Progressive hyperleukocytosis associates with differential syndrome in acute promyelocytic leukemia patients treated with all-trans retinoic acid and arsenic trioxide
Li Q, and Guo Y. Progressive hyperleukocytosis associates with differential syndrome in acute promyelocytic leukemia patients treated with all-trans retinoic acid and arsenic trioxide. HemaSphere 2020; 4:838.
Background: The combination of all-trans retinoic acid (ATRA) and arsenic trioxide (ATO) as first line treatment has drastically transformed acute promyelocytic leukemia (APL) management. The chemotherapy-free regimen is superior to ATRA plus chemotherapy with improved event-free survival and lower relapse rate. However progressive leukocytosis leading to differentiation syndrome (DS) has been an increasing concern.
Aims: Our retrospective study compared the incidence of hyperleukocytosis- related DS in APL patients treated with ATRA plus ATO versus anthracycline chemotherapy during induction. We also aimed to determine the predictive factors for developing DS in patients treated with ATRA plus ATO regimen.
Methods: 28 APL patients in our metropolitan tertiary center over a 10-year period (2009-2019) were included in our study. Diagnosis of APL was confirmed by FISH/cytogenetics and/or PML-RARA PCR upon hospitalization. 16 patients were treated with ATRA plus chemotherapy, while ATRA/ATO group consisted of 12 patients. Multiple parameters were analyzed in each group, including age, sex, BMI, maximum WBC counts, WBC doubling time, LDH, creatinine, DS events and patient outcomes after induction.

> _TASK REQUIREMENTS_
Please continue the abstract on hyperleukocytosis and differentiation syndrome in acute promyelocytic leukemia after its last sentence. The records have no connection to this abstract.

> _DATA PROVIDED_
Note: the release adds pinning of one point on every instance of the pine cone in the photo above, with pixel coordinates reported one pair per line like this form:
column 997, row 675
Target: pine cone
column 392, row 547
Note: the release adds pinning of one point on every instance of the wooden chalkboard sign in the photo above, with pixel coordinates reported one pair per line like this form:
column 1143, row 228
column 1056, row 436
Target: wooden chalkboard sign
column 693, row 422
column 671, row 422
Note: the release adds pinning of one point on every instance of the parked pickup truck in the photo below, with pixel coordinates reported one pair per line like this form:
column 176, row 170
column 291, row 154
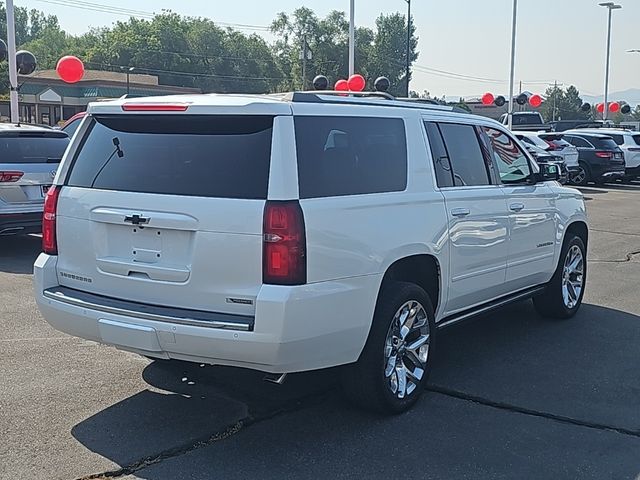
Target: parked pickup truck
column 531, row 121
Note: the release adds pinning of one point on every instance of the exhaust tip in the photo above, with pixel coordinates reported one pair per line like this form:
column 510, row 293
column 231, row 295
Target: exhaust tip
column 277, row 378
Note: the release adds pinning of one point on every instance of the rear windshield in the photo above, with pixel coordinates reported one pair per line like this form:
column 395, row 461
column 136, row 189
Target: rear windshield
column 603, row 143
column 207, row 156
column 527, row 119
column 32, row 148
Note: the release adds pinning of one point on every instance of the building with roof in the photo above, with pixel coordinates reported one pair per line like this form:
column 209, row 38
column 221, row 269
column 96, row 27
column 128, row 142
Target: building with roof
column 46, row 99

> _RESPONSE_
Results: Compared with ATRA plus chemotherapy, ATRA/ATO combination had fewer pancytopenia, neutropenic fever, and anthracycline-induced heart failure. Nonetheless addition of ATO led to frequent peripheral leukocytosis (WBC > 10X109/L, 11 out of 12 patients) rather than myelosuppression as seen with chemotherapy. Furthermore, ATRA/ATO associated with hyperleukocytosis (WBC > 50X109/L), resulted in DS in the high risk patient and 3 out of 8 intermittent risk patients, causing multi-organ dysfunction/failure. Among those patients, short WBC doubling time ( < 3 days, p value = 0.0019) correlated with hyperleukocytosis in contrast to longer WBC doubling time ( > 7 days) (Table 1). Rapid WBC doubling was followed by significantly elevated LDH, acute kidney injury (AKI), progression to tumor lysis syndrome, and eventually DS. Age > 60 years old and male gender were also possible risk factors for hyperleukocytosis (Table 1). Cytoreduction with Hydroxyurea, aggressive hydration and diuretics use, as well as prompt Dexamethasone initiation at the first sign of DS are essential to improve patient outcomes.
Summary/Conclusion: Dual differentiation agents ATRA plus ATO frequently induce hyperleukocytosis, which contribute to differentiation syndrome in high and intermittent risk APL patients during induction. Short WBC doubling time ( < 3 days), accompanied by elevated LDH and AKI, are the major risk factors leading to hyperleukocytosis. High awareness of hyperleukocytosis and early recognition of DS are crucial for management of those potentially life-threatening complications in this otherwise highly curable APL.